**Qué hacer**
Continúa el hilo del foro sobre cómo reproducir flash sin navegador a partir de su última oración.

Gnash incluye un reproductor standalone, creo.

Mplayer reproduce flv, pero no swf.

----------

## achaw

Exactamente, y ni gnash ni swfdec logran reproducir lo que busco. Chequeando youtube-dl, tampoco cumpliria con lo que necesito. Lo caual es simple y complicado a la vez, reproducir flash sin depender de un navegador...

Saludos

----------

## Inodoro_Pereyra

Para windows, en su momento existía un programita llamado swf decompiler que podía como dice el nombre, descompilar, desglosar un archivo flash en todas sus partes y permitía además generar un .exe con el archivo en cuestión... Se me vino a la cabeza después de leer la palabra standalone.

Para linux existe algo parecido? Estaba pensando mas o menos en esto: La página tiene incrustado un reproductor que interpreta el stream y lo reproduce. Que pasa si en lugar de tratar de reproducir el stream (que por otro lado, hay que conocer la fuente y no siempre es facil) le buscamos la vuelta por el lado del .swf incrustado en la página que reproduce? Si hubiera forma de hacer un standalone player (un .exe con wine quizás?) con ese archivo incrustado en la página, el resto sería cuestión de saber que parámetros pasarle que ya no me suena tan dificil.

**Fragmento de origen**
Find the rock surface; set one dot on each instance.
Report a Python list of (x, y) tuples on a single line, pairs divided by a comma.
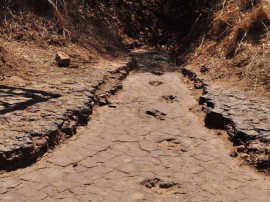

**Respuesta**
¿O no?

Salud!

**EDITO**

No... Cierto que es para un plugin para freevo la pregunta... No es viable, no dije nada.

----------

## achaw

Jeje...si, no es viable. Embebido (tipo los embebidos de youtube) quedaria asi:

http://www.justin.tv/widgets/jtv_player.swf?channel=brujita_veron

Estuve probando (sin exito) tratar de bajarlo, de alguna forma...pero tampoco me serviria ya que igualmente necesito el plugin de flash para reproducirlo....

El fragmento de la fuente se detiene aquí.